THE REQUEST - Rewrite the entries from their start through the line holding "x=148 y=275", inclusive, requests and all, but without the pictures. Multiply only the coordinates in the answers by 2.35 and round each to a whole number, halves up.

MATERIAL FOR THIS EXERCISE -
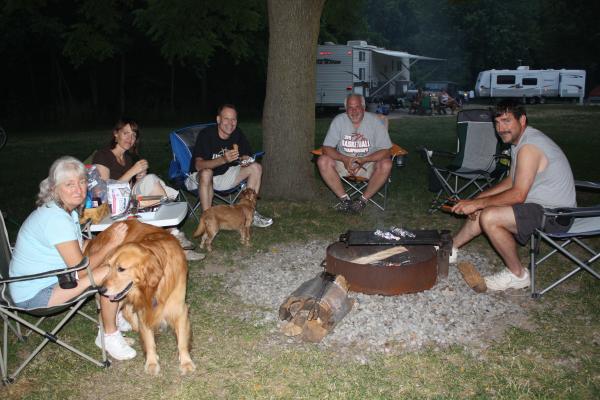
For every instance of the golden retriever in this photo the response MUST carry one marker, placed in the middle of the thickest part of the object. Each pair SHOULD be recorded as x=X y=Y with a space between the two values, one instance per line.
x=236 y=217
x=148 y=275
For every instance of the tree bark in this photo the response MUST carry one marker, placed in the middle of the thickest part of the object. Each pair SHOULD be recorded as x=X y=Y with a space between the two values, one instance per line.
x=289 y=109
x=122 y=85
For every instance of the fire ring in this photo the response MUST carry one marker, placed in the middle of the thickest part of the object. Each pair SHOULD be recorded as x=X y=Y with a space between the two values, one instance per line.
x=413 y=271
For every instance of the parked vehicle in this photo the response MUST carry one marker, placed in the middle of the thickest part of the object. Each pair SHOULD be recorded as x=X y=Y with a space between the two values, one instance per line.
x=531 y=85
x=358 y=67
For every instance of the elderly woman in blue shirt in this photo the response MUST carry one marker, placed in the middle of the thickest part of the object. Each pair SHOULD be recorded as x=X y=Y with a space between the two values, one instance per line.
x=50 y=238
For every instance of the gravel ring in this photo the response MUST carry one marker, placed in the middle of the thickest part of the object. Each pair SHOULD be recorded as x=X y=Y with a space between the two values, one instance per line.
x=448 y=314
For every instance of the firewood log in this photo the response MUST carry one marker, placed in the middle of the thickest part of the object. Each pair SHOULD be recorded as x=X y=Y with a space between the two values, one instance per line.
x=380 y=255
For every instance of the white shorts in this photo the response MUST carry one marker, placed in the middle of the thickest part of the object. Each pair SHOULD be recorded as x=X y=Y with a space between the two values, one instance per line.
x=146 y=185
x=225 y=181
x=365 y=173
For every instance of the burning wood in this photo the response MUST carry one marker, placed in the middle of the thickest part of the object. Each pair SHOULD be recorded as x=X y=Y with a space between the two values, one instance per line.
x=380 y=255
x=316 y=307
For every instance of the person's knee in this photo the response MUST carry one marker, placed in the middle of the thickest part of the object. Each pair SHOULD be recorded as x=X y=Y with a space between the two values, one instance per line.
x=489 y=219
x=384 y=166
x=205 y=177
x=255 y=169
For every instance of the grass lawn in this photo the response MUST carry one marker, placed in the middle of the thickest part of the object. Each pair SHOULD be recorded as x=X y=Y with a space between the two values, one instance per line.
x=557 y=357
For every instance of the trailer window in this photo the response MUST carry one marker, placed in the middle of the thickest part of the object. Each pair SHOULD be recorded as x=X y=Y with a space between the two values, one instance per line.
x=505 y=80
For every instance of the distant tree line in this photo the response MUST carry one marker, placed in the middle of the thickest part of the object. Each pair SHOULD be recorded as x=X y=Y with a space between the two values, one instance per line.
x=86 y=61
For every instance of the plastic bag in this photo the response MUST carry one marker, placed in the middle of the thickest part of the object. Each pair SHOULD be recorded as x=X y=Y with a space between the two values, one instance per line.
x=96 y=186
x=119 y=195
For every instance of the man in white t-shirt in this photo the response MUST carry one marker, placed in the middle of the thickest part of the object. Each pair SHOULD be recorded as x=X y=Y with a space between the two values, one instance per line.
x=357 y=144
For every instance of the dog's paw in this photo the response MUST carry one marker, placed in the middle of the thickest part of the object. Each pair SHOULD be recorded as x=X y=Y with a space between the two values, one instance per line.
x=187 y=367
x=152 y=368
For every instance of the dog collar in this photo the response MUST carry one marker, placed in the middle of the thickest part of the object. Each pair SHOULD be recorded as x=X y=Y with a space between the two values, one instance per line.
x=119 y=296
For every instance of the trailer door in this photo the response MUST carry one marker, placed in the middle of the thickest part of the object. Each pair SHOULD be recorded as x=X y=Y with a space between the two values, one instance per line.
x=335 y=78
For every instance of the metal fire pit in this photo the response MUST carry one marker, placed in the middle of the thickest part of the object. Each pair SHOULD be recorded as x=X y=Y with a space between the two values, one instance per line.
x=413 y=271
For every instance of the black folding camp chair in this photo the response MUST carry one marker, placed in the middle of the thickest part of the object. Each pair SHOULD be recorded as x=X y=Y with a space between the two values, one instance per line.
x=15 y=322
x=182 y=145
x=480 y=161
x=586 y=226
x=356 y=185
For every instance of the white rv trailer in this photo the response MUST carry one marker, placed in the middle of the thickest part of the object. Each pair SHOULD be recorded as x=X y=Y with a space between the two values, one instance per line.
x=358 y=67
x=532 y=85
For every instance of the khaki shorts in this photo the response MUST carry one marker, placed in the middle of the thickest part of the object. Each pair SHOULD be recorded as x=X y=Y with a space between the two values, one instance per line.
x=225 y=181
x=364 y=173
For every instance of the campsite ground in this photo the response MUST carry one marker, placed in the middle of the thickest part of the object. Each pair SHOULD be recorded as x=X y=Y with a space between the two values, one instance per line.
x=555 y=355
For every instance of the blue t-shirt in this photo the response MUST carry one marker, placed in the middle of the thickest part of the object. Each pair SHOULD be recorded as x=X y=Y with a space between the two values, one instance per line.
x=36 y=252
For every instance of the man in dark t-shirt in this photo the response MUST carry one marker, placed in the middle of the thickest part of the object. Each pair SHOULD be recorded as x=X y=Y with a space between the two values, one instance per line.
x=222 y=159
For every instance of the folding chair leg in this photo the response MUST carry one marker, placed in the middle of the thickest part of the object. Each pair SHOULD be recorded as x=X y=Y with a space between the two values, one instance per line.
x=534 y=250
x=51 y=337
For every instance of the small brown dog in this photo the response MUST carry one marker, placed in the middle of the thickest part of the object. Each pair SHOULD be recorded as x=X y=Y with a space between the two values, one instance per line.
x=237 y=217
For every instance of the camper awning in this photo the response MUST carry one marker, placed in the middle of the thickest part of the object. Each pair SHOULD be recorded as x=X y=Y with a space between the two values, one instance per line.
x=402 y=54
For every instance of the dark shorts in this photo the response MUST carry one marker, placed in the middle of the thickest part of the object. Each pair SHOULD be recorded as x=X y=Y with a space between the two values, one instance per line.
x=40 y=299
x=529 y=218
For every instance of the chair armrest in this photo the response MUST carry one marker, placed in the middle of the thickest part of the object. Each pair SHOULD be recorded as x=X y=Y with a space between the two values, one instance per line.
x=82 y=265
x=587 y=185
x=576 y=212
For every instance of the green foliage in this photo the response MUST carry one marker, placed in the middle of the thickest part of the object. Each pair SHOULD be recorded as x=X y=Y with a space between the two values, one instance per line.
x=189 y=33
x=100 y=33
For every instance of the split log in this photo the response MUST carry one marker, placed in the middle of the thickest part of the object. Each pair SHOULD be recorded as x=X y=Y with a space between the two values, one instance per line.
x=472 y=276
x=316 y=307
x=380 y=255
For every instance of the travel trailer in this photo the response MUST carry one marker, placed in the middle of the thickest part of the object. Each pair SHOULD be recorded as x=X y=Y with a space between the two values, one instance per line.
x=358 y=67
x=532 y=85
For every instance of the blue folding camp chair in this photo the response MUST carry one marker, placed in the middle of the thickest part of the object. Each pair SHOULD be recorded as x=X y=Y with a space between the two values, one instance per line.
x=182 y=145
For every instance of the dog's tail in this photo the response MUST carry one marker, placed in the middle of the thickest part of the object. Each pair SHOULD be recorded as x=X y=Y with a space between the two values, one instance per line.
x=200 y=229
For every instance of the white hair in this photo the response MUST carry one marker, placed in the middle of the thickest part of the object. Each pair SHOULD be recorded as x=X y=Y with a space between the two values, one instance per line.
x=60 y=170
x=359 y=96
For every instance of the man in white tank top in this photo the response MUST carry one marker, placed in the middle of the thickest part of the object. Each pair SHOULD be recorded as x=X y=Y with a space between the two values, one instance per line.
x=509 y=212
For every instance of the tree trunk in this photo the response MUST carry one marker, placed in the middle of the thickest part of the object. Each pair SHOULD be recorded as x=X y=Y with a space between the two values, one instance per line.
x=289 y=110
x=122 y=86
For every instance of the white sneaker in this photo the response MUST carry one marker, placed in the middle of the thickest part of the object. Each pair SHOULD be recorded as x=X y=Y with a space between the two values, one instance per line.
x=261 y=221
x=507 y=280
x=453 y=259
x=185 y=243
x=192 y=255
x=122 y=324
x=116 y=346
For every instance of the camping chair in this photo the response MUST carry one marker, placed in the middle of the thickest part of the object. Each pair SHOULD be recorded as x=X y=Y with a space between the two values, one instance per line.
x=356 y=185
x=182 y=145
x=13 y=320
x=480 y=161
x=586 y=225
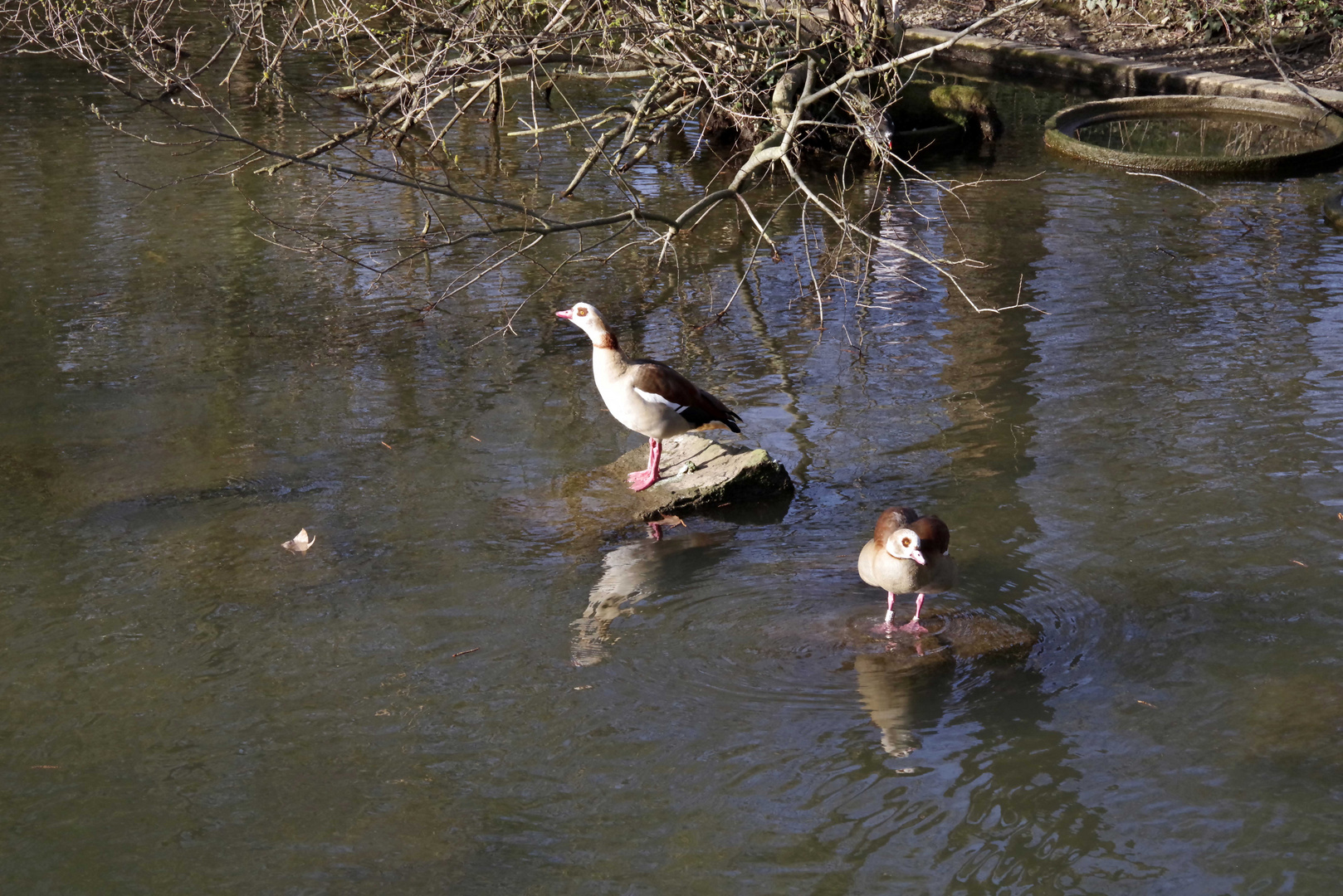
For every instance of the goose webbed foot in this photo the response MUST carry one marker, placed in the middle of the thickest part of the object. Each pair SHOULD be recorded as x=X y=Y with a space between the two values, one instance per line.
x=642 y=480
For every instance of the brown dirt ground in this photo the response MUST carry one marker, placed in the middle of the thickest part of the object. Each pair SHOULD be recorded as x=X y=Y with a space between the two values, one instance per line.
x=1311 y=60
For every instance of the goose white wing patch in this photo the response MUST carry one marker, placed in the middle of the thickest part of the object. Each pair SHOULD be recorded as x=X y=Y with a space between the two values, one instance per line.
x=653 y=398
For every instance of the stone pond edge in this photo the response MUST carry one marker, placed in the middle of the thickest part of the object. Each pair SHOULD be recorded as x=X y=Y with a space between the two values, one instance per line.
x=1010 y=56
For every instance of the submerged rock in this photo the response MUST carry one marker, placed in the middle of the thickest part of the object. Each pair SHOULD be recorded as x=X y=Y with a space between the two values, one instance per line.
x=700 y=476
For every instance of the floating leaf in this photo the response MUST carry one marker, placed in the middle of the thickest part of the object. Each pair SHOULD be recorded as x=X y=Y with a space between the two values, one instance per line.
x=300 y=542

FINISHED ANSWER -
For every instance of the golden retriever in this photo the response MUST carry one marker, placed in the middle of the thickest part of the object. Each pair SHOULD be recorded as x=X y=Y with a space between the two values, one instance per line.
x=555 y=510
x=348 y=646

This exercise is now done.